Filter the items below, copying every line that contains the string "outline". Case counts.

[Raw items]

□ □ □ □ □

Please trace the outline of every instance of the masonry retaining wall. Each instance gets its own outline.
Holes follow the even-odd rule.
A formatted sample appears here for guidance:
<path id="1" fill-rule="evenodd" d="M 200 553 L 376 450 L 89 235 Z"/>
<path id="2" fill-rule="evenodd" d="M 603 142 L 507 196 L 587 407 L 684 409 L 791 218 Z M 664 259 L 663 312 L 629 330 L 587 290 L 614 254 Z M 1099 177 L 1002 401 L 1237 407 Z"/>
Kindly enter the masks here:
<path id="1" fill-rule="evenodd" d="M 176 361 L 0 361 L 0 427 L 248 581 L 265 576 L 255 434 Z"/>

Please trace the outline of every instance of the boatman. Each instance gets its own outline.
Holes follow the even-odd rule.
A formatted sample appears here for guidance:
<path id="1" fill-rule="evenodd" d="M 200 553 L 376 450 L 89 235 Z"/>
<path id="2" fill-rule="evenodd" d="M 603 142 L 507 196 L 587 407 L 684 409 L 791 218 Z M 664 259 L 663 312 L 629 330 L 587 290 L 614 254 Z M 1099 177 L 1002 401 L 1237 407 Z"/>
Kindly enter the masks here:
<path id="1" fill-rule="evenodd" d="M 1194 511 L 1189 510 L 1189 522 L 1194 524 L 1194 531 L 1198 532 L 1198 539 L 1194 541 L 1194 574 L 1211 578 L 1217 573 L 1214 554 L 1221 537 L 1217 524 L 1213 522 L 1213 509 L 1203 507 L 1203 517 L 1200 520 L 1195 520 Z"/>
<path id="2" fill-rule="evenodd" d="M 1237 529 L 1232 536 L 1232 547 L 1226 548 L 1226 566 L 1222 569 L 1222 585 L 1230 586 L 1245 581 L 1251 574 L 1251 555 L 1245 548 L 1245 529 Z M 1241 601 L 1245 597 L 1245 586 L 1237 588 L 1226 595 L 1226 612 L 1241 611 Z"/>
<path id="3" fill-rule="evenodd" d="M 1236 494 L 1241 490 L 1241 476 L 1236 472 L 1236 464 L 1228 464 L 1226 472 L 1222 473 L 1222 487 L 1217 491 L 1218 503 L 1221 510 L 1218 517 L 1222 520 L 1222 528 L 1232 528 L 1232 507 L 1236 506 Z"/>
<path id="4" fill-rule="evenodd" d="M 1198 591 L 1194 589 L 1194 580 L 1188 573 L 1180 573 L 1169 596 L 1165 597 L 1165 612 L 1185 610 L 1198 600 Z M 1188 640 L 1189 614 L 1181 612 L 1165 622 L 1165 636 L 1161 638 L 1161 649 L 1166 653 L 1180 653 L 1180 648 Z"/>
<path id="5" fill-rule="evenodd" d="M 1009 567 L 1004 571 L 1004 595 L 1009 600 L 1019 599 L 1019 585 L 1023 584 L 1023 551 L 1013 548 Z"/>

□ □ □ □ □

Problem solution =
Please trace the outline of every instance of the masonry retaining wall. Each instance gets its own outline.
Please trace the outline of every instance of the boatman. Each instance gets its own outline.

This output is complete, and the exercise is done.